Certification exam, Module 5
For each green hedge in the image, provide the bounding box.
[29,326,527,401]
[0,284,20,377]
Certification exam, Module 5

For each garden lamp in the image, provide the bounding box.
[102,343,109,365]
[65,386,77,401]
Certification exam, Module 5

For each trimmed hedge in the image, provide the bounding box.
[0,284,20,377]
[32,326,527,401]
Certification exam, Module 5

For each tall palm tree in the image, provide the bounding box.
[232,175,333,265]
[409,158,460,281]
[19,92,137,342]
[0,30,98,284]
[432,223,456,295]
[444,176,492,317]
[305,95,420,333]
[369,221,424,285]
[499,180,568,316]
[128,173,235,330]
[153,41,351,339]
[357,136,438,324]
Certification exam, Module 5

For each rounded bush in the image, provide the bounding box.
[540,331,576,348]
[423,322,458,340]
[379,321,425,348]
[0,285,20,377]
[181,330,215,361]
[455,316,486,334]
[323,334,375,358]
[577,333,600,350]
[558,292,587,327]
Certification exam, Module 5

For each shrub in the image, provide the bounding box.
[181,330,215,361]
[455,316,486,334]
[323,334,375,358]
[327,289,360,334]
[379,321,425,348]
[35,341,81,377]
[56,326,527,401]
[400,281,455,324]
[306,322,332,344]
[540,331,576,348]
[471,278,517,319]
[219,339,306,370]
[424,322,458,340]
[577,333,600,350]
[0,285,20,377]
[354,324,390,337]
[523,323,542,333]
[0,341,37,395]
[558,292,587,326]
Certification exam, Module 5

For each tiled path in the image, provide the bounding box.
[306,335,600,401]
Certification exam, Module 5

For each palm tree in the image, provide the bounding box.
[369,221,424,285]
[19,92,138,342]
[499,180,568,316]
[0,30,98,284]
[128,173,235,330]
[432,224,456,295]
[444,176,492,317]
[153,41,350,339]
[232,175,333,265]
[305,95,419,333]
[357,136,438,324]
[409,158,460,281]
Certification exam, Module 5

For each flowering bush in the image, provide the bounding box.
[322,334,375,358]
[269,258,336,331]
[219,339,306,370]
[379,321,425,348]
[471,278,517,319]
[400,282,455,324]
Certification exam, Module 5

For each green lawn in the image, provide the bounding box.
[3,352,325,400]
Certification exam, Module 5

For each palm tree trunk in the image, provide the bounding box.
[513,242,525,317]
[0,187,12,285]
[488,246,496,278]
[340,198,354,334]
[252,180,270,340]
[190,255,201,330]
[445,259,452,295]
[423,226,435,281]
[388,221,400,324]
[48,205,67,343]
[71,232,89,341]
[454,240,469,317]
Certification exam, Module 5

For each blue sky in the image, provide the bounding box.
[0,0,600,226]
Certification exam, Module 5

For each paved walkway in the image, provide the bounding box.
----------------
What is needed =>
Extract each line from the entries above that contains the word "palm".

Complete response =>
For each tall palm tree in the image, provide the bounding box.
For each palm tree in the image, provide the bounding box.
For each palm tree trunk in the image, provide the bounding box.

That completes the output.